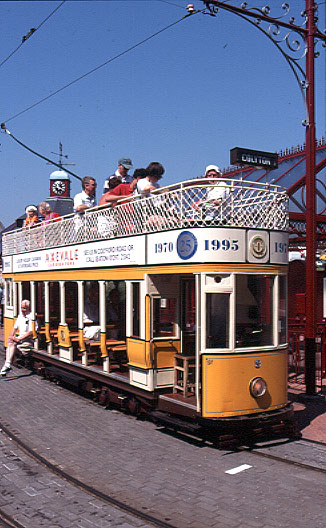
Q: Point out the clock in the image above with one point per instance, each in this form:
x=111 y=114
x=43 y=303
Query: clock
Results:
x=59 y=184
x=58 y=187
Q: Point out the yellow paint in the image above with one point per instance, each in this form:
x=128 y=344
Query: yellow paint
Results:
x=138 y=272
x=147 y=317
x=164 y=351
x=139 y=353
x=47 y=333
x=82 y=346
x=63 y=336
x=104 y=352
x=34 y=330
x=226 y=379
x=8 y=326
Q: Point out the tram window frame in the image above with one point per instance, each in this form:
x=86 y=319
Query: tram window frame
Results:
x=282 y=311
x=225 y=297
x=261 y=334
x=156 y=310
x=9 y=293
x=135 y=309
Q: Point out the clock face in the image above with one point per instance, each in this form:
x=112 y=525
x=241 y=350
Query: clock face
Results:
x=59 y=187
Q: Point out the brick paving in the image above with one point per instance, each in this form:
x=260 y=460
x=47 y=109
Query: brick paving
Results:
x=136 y=462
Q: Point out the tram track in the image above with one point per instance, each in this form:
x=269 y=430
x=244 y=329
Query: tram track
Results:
x=262 y=452
x=9 y=522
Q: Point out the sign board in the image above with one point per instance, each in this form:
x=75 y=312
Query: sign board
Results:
x=256 y=158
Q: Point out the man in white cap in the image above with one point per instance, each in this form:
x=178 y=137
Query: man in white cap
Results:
x=124 y=164
x=218 y=192
x=23 y=342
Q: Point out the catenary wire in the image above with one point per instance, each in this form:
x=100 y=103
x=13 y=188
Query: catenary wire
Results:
x=31 y=32
x=3 y=127
x=99 y=67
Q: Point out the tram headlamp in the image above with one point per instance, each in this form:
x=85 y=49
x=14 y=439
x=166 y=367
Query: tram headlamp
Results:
x=258 y=387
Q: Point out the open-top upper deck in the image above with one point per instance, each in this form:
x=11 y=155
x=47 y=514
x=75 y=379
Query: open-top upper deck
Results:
x=248 y=205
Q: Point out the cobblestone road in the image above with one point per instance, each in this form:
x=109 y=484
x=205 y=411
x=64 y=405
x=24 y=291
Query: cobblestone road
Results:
x=137 y=463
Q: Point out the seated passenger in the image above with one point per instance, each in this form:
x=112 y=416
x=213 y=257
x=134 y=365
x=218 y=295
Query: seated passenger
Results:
x=31 y=217
x=218 y=192
x=150 y=183
x=123 y=189
x=46 y=211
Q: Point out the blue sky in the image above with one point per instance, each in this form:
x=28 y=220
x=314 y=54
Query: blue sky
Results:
x=184 y=98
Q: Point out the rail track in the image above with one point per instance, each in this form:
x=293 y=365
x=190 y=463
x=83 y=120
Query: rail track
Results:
x=280 y=451
x=9 y=522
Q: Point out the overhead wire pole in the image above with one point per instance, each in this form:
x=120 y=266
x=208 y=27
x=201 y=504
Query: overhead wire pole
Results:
x=310 y=35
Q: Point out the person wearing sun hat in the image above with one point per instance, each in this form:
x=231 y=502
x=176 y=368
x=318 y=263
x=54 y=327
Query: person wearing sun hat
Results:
x=124 y=164
x=31 y=216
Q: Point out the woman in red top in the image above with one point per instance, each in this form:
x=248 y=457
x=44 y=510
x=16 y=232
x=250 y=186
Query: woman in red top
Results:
x=31 y=216
x=45 y=211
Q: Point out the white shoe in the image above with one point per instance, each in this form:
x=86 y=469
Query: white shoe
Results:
x=5 y=370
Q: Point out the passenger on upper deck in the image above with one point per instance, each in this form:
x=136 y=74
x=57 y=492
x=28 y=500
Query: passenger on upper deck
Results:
x=146 y=185
x=46 y=211
x=24 y=341
x=86 y=199
x=124 y=189
x=31 y=216
x=218 y=192
x=124 y=164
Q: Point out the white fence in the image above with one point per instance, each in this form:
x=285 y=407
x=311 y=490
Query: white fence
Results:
x=188 y=204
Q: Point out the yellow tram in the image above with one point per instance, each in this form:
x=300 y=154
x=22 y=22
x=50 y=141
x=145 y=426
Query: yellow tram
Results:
x=174 y=304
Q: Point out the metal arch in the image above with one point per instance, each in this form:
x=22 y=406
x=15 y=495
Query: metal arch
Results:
x=292 y=62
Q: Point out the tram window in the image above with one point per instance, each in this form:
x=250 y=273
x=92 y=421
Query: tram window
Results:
x=135 y=309
x=26 y=290
x=217 y=320
x=164 y=317
x=282 y=311
x=40 y=303
x=254 y=310
x=91 y=303
x=188 y=315
x=54 y=304
x=71 y=305
x=116 y=308
x=9 y=292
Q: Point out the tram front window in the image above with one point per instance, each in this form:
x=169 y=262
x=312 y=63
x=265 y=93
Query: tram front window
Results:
x=217 y=320
x=254 y=310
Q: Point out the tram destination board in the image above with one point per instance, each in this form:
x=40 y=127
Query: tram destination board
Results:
x=257 y=158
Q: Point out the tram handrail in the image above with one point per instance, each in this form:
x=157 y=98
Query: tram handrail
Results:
x=178 y=206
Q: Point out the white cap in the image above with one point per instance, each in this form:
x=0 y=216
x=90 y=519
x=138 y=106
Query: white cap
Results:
x=213 y=167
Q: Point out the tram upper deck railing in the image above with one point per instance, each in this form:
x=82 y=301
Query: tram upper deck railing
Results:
x=180 y=206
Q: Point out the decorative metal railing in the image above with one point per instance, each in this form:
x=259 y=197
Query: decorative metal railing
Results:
x=188 y=204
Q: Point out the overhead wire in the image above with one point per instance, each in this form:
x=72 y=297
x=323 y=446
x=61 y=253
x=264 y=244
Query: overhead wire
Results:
x=134 y=46
x=3 y=127
x=31 y=32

════

**Your objective**
Extract, from the material above, each line holding the word "decorative".

**Result for this task**
Q: Point out the decorative metal railing in the image above with one point per instance, each in this form:
Query: decorative metal railing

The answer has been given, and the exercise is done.